> _Do this_:
Rewrite everything from the line containing "of the doorway" down to the line containing "x=206, y=58", replacing "doorway" with "entryway" and leaving all else the same.

Object position labeling items

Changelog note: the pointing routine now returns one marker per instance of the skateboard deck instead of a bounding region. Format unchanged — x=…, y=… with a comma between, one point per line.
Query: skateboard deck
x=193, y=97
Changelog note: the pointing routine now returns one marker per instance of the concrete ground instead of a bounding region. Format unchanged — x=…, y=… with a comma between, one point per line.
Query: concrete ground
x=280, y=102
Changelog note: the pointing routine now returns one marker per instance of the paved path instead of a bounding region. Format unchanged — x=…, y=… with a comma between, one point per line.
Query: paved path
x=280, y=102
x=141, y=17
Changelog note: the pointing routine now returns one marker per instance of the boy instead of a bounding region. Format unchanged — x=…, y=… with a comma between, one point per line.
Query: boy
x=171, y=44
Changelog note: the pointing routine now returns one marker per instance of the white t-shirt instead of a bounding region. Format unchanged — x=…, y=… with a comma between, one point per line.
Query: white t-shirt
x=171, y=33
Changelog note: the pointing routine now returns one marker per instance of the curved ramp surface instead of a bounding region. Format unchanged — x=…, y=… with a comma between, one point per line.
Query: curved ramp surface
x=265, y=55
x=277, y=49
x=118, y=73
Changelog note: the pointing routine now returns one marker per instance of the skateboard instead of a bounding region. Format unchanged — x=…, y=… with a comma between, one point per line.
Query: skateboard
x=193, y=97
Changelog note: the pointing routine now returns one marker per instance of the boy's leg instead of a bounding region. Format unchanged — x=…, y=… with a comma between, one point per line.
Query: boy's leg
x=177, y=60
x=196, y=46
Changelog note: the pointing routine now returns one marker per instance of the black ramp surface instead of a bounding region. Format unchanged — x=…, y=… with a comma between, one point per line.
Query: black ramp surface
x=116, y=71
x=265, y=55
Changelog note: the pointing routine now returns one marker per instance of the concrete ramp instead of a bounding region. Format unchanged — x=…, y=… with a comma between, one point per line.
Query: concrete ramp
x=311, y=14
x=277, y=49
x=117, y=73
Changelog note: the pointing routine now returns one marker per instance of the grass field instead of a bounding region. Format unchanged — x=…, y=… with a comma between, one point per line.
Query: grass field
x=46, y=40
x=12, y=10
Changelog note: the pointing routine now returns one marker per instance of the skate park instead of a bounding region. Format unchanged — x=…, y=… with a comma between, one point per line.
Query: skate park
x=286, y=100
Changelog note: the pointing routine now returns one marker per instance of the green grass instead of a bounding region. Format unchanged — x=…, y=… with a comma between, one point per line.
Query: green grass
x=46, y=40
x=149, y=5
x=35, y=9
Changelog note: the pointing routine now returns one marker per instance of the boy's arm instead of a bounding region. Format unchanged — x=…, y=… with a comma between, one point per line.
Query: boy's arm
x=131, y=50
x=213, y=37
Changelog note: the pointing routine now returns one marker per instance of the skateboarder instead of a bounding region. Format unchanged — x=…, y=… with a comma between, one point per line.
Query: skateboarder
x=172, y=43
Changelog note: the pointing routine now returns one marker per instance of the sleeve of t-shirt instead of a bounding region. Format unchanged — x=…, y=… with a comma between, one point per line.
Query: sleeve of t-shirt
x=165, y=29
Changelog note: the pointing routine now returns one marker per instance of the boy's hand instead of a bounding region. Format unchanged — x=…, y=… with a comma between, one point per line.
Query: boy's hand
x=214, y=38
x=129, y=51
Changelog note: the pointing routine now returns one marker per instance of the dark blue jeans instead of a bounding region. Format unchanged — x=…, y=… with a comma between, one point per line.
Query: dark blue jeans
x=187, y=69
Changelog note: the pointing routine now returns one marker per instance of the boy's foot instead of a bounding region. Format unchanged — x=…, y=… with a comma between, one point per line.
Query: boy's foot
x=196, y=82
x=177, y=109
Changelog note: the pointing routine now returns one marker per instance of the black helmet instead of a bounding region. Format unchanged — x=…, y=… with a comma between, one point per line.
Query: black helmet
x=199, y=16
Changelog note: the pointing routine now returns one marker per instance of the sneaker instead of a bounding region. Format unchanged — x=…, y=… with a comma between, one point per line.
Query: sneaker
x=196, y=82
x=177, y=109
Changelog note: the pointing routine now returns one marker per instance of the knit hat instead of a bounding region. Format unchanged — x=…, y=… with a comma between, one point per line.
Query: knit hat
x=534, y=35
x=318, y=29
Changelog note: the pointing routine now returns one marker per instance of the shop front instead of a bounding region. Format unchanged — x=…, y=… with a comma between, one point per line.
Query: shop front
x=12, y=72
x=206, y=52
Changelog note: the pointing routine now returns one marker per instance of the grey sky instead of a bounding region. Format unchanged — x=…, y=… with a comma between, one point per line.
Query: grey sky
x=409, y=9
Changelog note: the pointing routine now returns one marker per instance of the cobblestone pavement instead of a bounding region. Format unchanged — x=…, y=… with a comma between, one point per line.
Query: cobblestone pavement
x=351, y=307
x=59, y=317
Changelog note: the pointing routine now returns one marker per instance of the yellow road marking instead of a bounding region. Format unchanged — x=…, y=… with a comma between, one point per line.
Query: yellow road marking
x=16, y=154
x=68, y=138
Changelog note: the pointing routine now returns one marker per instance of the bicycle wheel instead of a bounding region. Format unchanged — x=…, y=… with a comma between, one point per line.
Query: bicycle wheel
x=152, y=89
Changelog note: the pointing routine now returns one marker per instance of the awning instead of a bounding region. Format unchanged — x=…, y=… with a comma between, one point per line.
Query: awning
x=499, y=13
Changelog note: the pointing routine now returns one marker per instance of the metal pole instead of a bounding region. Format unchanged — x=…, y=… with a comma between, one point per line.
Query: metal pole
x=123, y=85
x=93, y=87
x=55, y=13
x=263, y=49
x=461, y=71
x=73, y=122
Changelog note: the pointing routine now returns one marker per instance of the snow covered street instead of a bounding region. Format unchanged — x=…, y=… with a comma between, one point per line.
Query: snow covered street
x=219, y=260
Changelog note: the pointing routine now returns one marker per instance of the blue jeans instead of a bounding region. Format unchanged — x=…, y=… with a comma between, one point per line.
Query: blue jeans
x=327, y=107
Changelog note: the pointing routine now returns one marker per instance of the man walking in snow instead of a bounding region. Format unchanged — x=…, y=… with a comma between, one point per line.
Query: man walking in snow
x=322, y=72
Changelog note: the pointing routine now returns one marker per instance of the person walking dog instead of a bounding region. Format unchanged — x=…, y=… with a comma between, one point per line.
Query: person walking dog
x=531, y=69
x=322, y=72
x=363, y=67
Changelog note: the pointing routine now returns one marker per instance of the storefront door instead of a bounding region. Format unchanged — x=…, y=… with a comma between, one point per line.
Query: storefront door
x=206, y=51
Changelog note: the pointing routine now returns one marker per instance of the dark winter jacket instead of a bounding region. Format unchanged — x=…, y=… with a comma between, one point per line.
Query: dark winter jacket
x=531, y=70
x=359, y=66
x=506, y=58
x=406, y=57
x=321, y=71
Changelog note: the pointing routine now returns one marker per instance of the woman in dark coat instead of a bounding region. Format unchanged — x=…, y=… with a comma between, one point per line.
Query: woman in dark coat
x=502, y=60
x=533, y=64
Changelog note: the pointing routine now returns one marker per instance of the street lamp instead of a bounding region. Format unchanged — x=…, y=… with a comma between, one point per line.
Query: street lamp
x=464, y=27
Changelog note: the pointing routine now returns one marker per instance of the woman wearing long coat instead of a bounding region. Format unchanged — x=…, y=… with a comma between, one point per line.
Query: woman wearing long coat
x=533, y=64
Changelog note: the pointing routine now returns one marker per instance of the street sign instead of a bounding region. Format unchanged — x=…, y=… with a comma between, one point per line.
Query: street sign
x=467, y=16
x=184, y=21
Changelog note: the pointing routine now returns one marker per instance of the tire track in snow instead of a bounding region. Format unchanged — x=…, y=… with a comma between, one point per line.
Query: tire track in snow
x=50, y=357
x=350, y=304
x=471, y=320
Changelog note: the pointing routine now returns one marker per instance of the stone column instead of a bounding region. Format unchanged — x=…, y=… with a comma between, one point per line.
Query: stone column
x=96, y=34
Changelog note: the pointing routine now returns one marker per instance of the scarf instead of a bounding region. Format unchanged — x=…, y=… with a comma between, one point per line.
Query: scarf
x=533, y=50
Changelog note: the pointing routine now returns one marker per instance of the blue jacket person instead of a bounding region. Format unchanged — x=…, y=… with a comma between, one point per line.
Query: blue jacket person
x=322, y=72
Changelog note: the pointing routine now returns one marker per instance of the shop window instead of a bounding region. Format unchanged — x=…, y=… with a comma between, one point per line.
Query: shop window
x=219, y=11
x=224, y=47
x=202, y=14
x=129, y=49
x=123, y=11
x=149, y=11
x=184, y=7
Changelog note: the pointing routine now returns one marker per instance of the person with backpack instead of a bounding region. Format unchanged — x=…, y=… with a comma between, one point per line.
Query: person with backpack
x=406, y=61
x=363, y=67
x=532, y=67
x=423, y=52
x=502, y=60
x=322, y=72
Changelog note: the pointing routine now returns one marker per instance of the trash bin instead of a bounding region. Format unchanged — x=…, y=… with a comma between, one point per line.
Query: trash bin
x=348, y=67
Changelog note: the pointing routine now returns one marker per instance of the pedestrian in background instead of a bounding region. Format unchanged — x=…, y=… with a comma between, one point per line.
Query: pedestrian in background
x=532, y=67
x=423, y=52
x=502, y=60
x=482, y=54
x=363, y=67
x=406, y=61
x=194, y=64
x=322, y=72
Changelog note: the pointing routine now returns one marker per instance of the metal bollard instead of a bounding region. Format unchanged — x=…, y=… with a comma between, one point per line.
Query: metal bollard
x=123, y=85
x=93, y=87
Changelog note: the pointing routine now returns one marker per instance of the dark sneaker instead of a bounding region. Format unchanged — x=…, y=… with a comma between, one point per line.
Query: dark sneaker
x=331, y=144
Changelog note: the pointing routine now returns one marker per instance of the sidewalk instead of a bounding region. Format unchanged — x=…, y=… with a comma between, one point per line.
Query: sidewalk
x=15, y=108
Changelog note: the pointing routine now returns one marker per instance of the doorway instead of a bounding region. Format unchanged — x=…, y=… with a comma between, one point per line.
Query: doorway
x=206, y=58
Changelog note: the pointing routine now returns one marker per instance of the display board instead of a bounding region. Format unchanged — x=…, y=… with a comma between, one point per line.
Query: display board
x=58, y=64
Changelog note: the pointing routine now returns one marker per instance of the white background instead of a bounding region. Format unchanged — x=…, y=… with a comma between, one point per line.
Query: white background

> _Written reply_:
Changelog note: the pointing routine now returns one marker per instance of the entryway instead of a bounding region. Format unchanged — x=…, y=… with a comma between, one point per line.
Query: entryway
x=206, y=58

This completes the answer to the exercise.